> _Task set_:
1 - Summarize the account of Paty's illness and recovery in two sentences.
2 - Carry the account of Paty's recovery forward, starting after its final sentence.

Paty began the treatment that night. Vo tested Enrique on March 31, because of his exposure to Paty, not due to any symptoms. Enrique has tested negative for the virus. Vo has had them sleeping in separate rooms since March 26.
On April 1, a letter from the county Public Health Department arrived, signed by public health officer, Dr. Stephen Munday, ordering Paty into isolation until further notice.
Healing Physically, Mentally
The physical symptoms took their toll on Paty. Still not 100 percent, she’s weakened with light breathing problems. Vo has spoken to her through telehealth once a week during her recovery.
After making it through the peak of the illness, the early part of April was filled with good days and bad days. Her fevers finally broke for good April 3, she said.
Experiencing chills and various body aches, Enrique spent several days in a row massaging her with vapor rub before she would go to sleep for the night.
“Even though I was sick, I took a shower every day,” Paty joked.
To regain some of her stamina, Vo prescribed a take-it-easy regimen on walking around the house for exercise, she said.
Enrique brought in an old treadmill from the garage and set it up in the breakfast nook area of the kitchen on April 13, where the first day she did 15 minutes of light walking. The next day she went for a half hour and immediately paid for it.
“I felt like I had asthma symptoms. There was pressure in my chest, and I felt dizzy. I overdid it,” she said.
The next visit she has with Vo, which is supposed to be face to face, Paty promised “to sing to him,” Enrique said.
Mentally and emotionally, Enrique has been there through the whole ordeal, as Paty’s rock.
“We’re always trying to look out for each other … this really hit us hard, and then after we heard about her brother (dying March 30) … it hit home,” Enrique said.
Married by the court in Imperial County on Oct. 15, 1991, the devout Catholics were wed by the Church on April 4, 1992. They lived separate that entire time; Paty was in Mexicali with her large family of brothers and sisters, and Enrique worked and saved money in Las Vegas, where the couple lived from 1992 to 2002, before moving to Calexico.

Stored entries:
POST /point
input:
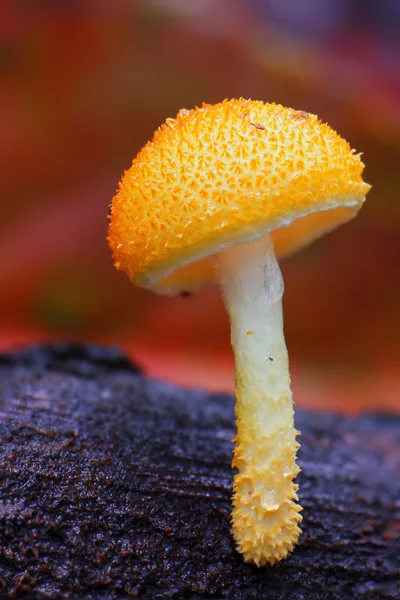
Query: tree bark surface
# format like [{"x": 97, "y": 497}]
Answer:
[{"x": 114, "y": 486}]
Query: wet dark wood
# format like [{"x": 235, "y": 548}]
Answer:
[{"x": 112, "y": 486}]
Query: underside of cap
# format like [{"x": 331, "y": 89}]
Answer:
[{"x": 226, "y": 174}]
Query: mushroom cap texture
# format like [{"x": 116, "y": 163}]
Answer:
[{"x": 225, "y": 174}]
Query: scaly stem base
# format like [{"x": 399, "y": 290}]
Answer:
[{"x": 265, "y": 515}]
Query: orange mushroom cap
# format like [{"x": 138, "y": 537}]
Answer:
[{"x": 225, "y": 174}]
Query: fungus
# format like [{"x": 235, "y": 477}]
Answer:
[{"x": 216, "y": 195}]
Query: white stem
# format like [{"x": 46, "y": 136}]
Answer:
[{"x": 265, "y": 516}]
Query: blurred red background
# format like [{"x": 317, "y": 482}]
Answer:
[{"x": 84, "y": 85}]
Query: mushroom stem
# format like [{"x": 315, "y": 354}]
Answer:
[{"x": 265, "y": 516}]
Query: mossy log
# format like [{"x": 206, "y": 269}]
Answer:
[{"x": 114, "y": 486}]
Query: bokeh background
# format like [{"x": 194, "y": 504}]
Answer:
[{"x": 84, "y": 83}]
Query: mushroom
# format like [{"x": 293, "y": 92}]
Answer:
[{"x": 216, "y": 195}]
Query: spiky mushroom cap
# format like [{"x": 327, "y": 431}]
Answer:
[{"x": 225, "y": 174}]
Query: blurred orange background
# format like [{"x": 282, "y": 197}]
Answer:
[{"x": 84, "y": 85}]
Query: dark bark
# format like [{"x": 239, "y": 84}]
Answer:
[{"x": 112, "y": 486}]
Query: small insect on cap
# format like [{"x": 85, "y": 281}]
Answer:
[{"x": 225, "y": 174}]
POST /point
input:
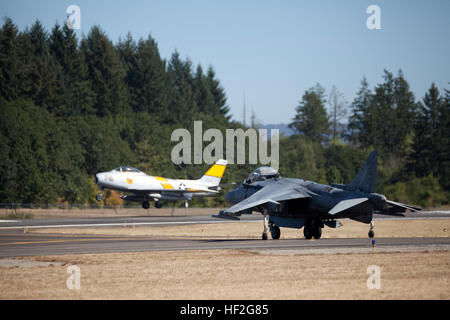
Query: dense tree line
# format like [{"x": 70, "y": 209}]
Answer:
[
  {"x": 72, "y": 107},
  {"x": 412, "y": 138}
]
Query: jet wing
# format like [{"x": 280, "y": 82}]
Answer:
[
  {"x": 271, "y": 194},
  {"x": 346, "y": 204},
  {"x": 402, "y": 205}
]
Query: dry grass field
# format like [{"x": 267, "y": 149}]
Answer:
[
  {"x": 253, "y": 230},
  {"x": 237, "y": 274},
  {"x": 231, "y": 274}
]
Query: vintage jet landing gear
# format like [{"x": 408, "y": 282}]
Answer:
[
  {"x": 371, "y": 232},
  {"x": 274, "y": 231}
]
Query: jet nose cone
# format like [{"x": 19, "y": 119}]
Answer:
[{"x": 98, "y": 178}]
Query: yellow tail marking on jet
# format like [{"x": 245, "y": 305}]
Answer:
[
  {"x": 164, "y": 183},
  {"x": 216, "y": 170}
]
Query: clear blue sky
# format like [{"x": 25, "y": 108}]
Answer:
[{"x": 275, "y": 50}]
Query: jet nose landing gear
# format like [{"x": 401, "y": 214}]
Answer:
[{"x": 371, "y": 231}]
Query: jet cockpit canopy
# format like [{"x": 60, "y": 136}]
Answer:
[
  {"x": 127, "y": 169},
  {"x": 262, "y": 173}
]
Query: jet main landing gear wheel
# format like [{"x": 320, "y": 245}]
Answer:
[
  {"x": 312, "y": 228},
  {"x": 266, "y": 222}
]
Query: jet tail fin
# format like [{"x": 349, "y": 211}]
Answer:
[
  {"x": 365, "y": 179},
  {"x": 212, "y": 177}
]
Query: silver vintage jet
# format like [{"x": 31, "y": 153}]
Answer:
[
  {"x": 299, "y": 203},
  {"x": 145, "y": 188}
]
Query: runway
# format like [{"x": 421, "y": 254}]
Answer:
[{"x": 15, "y": 243}]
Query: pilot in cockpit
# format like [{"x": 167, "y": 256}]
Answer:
[{"x": 262, "y": 173}]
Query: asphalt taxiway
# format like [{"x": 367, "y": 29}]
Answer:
[{"x": 14, "y": 242}]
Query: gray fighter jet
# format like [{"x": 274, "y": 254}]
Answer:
[{"x": 299, "y": 203}]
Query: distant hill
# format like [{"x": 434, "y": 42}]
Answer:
[{"x": 283, "y": 127}]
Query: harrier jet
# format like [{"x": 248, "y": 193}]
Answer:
[
  {"x": 299, "y": 203},
  {"x": 145, "y": 188}
]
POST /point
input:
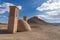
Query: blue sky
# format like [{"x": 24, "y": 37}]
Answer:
[{"x": 44, "y": 9}]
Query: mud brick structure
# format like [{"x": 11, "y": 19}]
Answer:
[
  {"x": 13, "y": 19},
  {"x": 23, "y": 26},
  {"x": 25, "y": 18}
]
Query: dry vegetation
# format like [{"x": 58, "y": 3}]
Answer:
[{"x": 39, "y": 32}]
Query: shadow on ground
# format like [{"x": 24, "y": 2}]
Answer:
[{"x": 4, "y": 31}]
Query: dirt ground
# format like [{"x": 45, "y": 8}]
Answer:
[{"x": 39, "y": 32}]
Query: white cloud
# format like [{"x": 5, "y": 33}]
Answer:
[
  {"x": 51, "y": 9},
  {"x": 5, "y": 7}
]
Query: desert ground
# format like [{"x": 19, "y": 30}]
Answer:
[{"x": 39, "y": 32}]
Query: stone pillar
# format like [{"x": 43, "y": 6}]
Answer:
[
  {"x": 13, "y": 19},
  {"x": 25, "y": 18}
]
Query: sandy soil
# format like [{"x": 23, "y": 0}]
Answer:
[{"x": 39, "y": 32}]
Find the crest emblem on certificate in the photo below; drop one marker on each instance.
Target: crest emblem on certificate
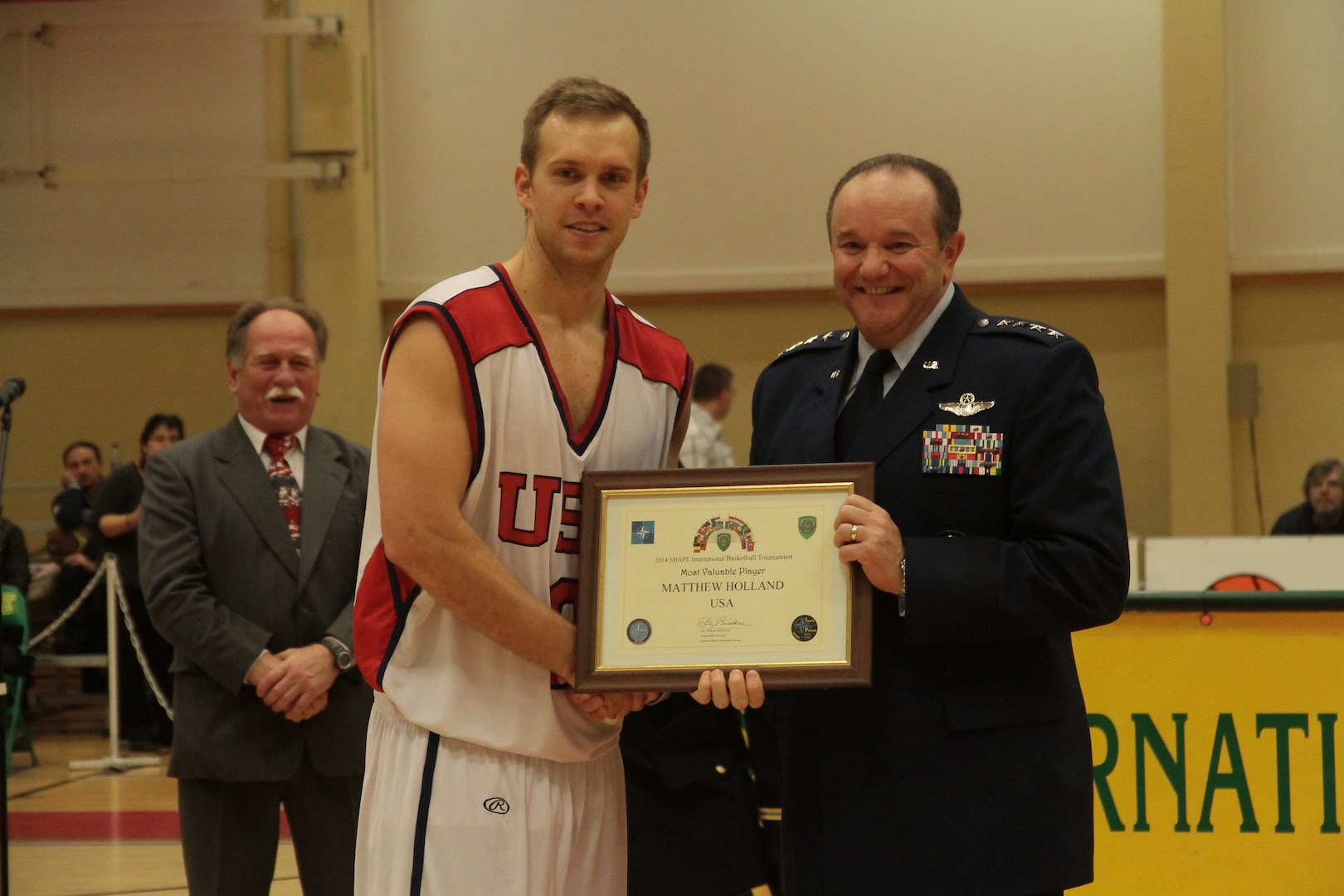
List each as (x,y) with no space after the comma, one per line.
(723,533)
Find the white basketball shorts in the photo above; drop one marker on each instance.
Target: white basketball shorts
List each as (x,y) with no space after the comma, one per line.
(442,817)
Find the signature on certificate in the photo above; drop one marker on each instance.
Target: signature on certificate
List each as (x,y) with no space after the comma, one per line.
(715,622)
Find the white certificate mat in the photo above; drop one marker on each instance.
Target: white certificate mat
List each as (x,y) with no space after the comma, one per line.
(723,575)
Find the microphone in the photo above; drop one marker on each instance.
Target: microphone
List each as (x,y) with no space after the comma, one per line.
(11,390)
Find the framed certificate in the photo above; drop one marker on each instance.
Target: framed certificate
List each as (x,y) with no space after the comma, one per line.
(721,568)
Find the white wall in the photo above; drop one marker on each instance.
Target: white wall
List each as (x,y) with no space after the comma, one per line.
(1049,113)
(130,99)
(1287,125)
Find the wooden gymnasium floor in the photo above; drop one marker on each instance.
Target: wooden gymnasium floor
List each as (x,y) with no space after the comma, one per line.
(95,833)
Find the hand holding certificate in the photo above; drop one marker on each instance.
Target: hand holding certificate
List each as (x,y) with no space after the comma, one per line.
(723,568)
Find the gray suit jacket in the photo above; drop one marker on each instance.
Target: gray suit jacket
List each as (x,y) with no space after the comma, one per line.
(222,582)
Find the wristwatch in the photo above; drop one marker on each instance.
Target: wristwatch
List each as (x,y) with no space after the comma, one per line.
(342,655)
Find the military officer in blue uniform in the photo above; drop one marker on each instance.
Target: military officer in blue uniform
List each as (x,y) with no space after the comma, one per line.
(997,529)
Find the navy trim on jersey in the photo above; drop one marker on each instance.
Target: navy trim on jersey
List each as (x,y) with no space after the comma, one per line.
(479,448)
(605,384)
(422,815)
(402,607)
(684,392)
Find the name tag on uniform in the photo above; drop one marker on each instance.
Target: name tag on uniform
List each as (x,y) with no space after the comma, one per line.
(965,450)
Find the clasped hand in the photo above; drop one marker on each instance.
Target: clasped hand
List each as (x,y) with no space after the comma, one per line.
(295,681)
(734,689)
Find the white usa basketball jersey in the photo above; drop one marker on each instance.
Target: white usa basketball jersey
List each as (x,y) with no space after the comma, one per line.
(523,500)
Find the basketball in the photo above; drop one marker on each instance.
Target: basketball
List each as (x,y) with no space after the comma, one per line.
(1244,582)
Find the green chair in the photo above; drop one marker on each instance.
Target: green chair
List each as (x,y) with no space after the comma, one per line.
(14,614)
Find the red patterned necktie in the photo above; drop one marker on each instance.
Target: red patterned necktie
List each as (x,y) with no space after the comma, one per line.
(283,480)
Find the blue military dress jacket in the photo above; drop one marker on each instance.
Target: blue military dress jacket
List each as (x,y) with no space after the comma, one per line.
(967,767)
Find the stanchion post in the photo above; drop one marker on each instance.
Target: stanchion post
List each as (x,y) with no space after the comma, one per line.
(113,666)
(114,761)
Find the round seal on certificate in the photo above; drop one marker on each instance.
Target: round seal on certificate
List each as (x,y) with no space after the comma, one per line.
(639,631)
(804,627)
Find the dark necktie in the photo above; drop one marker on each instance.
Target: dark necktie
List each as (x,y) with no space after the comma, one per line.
(283,480)
(867,395)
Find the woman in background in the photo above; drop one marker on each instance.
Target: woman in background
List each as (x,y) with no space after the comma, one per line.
(117,512)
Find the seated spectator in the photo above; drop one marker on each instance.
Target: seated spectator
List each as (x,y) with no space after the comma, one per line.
(14,557)
(1322,512)
(14,571)
(711,398)
(77,546)
(117,514)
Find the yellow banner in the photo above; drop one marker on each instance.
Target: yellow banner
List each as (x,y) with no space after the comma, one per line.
(1215,752)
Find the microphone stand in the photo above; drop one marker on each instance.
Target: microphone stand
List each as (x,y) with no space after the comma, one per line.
(6,418)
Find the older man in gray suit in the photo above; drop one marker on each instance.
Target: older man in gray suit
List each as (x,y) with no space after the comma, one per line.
(249,546)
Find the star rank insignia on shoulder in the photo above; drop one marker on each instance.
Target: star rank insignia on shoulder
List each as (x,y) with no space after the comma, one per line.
(821,340)
(1020,327)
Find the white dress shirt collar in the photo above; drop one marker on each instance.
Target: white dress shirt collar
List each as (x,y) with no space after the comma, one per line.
(902,351)
(295,455)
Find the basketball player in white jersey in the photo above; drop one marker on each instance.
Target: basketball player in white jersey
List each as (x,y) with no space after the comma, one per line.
(485,774)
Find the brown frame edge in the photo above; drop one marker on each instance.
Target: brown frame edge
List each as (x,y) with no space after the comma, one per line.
(858,674)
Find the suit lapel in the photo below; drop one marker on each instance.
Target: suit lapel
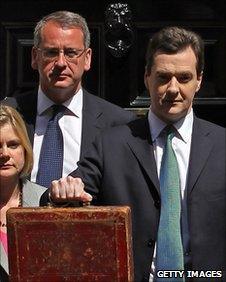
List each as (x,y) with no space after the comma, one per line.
(27,106)
(201,146)
(142,147)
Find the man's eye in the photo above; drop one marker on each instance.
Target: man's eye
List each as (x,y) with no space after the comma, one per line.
(13,145)
(163,78)
(71,53)
(184,78)
(51,53)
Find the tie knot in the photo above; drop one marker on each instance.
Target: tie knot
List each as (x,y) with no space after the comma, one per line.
(58,109)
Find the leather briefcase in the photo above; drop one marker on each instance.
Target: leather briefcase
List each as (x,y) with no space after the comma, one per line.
(70,244)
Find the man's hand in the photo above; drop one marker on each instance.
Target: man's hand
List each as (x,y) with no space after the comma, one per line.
(69,189)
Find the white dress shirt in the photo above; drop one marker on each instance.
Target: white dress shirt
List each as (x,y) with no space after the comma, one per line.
(71,127)
(181,144)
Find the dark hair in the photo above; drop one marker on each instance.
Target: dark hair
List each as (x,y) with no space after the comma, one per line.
(65,19)
(171,40)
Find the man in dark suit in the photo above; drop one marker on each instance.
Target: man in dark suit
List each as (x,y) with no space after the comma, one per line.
(61,54)
(124,167)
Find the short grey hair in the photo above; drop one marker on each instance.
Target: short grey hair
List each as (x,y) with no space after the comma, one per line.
(173,39)
(65,19)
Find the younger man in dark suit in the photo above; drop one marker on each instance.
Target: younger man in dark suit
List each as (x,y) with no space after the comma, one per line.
(168,167)
(61,54)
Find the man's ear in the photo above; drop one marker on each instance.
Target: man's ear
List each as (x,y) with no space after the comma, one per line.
(199,81)
(88,57)
(34,58)
(146,78)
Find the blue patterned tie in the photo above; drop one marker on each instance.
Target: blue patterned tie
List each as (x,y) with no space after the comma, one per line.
(169,242)
(52,151)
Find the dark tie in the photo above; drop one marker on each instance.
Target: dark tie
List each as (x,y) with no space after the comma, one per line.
(169,242)
(52,150)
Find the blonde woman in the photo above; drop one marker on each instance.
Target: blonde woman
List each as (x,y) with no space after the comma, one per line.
(16,160)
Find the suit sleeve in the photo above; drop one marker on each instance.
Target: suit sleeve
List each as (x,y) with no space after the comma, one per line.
(90,168)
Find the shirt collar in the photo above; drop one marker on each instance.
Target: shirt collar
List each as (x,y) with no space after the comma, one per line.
(183,126)
(74,104)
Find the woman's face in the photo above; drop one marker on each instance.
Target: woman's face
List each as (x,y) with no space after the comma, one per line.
(12,157)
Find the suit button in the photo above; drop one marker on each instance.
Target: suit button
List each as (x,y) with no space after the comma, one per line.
(151,243)
(157,204)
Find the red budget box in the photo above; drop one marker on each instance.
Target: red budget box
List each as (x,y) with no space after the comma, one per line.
(70,244)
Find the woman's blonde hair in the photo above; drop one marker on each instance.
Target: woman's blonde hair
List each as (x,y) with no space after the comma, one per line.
(9,115)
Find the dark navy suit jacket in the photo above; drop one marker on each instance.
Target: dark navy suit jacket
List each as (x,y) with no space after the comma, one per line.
(120,169)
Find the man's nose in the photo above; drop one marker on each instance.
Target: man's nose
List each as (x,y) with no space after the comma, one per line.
(61,60)
(173,86)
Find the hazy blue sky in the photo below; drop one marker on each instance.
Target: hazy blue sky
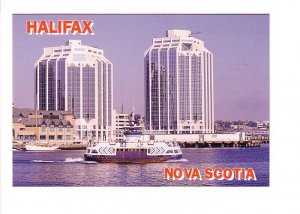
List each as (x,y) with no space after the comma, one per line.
(240,44)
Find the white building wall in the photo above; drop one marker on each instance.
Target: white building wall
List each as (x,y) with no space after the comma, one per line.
(75,53)
(175,39)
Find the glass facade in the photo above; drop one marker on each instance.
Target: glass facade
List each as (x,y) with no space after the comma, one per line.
(88,88)
(74,90)
(51,84)
(80,82)
(179,86)
(61,84)
(42,84)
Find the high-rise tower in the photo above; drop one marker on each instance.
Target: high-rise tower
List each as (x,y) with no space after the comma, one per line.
(179,89)
(77,79)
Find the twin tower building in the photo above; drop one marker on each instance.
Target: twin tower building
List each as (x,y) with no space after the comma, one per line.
(179,96)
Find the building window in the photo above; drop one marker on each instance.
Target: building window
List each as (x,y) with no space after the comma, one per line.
(43,128)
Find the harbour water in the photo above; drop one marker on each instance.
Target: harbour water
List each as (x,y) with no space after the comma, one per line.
(67,168)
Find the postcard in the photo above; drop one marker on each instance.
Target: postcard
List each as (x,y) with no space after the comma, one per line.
(147,100)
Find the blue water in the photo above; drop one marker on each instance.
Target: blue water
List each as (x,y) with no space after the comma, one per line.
(67,168)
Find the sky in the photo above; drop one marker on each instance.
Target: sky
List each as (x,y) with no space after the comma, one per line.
(239,43)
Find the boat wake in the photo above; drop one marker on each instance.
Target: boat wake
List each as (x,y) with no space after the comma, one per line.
(177,161)
(73,160)
(67,160)
(43,161)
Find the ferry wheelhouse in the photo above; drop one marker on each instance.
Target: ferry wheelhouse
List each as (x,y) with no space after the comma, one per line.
(135,149)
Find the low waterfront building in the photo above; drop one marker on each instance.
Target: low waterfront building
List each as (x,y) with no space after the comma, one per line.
(51,127)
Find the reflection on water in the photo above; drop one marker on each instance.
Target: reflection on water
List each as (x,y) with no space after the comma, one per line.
(67,168)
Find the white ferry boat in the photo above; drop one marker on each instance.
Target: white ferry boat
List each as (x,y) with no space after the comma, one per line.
(133,150)
(40,148)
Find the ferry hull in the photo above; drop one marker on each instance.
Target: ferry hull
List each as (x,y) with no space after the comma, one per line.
(132,159)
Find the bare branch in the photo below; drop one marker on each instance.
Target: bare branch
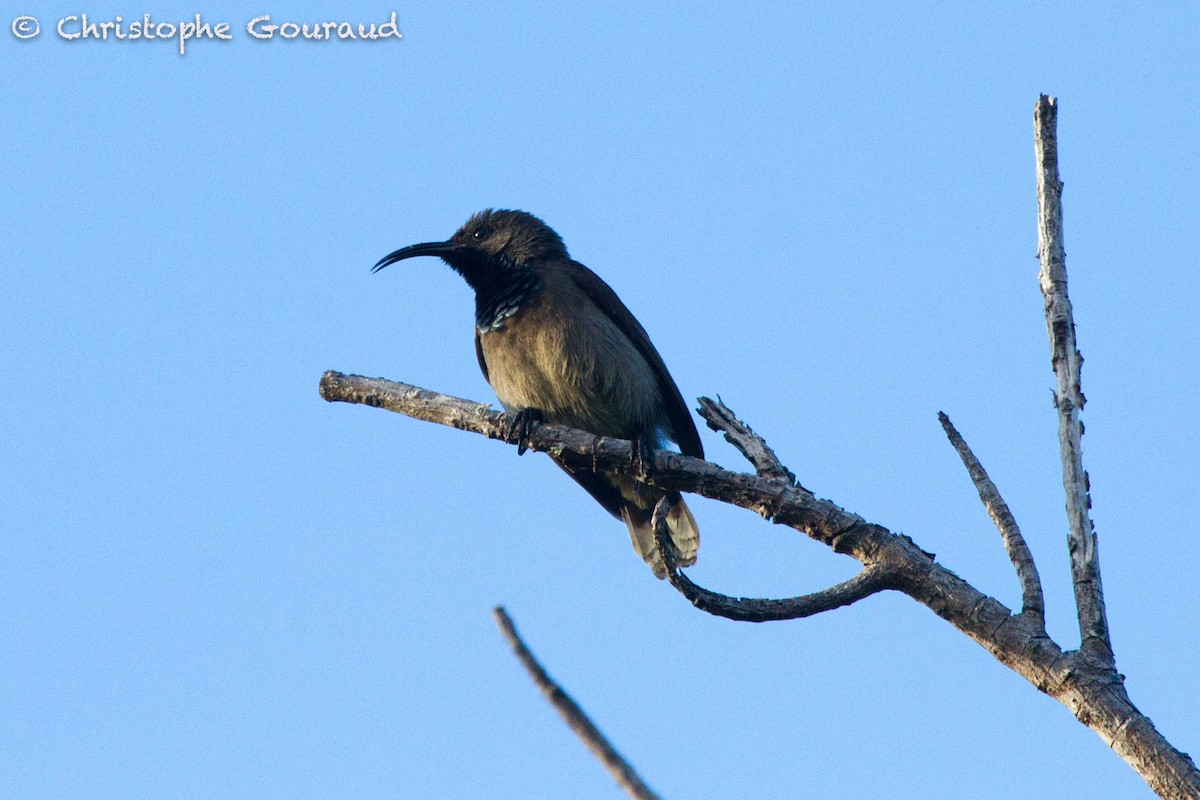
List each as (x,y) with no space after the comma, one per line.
(1032,603)
(869,581)
(595,741)
(1092,691)
(765,461)
(1085,563)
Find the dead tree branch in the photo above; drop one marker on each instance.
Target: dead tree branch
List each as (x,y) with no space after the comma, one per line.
(1032,603)
(1085,560)
(576,720)
(1085,680)
(1093,692)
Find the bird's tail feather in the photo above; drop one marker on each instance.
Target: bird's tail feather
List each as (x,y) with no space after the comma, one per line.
(681,524)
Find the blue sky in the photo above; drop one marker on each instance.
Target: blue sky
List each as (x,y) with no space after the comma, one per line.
(215,584)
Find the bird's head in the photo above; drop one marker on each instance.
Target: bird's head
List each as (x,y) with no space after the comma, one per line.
(491,242)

> _Outputs for the tasks_:
1 - After Paty began treatment, Enrique was tested because of his exposure to her and came back negative, and on April 1 a letter from the county Public Health Department ordered her into isolation until further notice. Her fevers broke for good on April 3, and though she is still weakened, she has been rebuilding her stamina with light walking on a treadmill while Enrique has supported her through the whole ordeal.

2 -
Enrique is a preventative maintenance technician working on tractors for RDO Equipment in Imperial, and Paty has been involved in music in some way since she was a young girl, performing in choirs and bands for decades.
Part of her healing process has been daily contact with family, with whom she has always had a close relationship.
The Verdugos’ two grown sons (and their wives and girlfriends) contact their mother as often as possible: phone calls every other day, text messages every day.
“They’re good sons,” Enrique said.
Carlos Jonathan, 33, is a U.S. Border Patrol agent in Tucson, Arizona, and Christian Enrique, 25, takes care of the elderly in a private home in Rancho Cucamonga.
Since becoming ill, Paty has had daily meet-ups with her four sisters on Facebook Connect between 6:30 and 7 p.m. without fail, to say the Rosary and to chat and catch up on the day’s events.
“The family is more united than ever,” Enrique said. And that’s saying something, he added, because Paty’s side has always been close, with 50-person “family reunions like you wouldn’t believe.”
“If you do love your family, don’t go out,” Paty said. “Stay home, don’t expose them. You could weaken the family. Always take care of the family.”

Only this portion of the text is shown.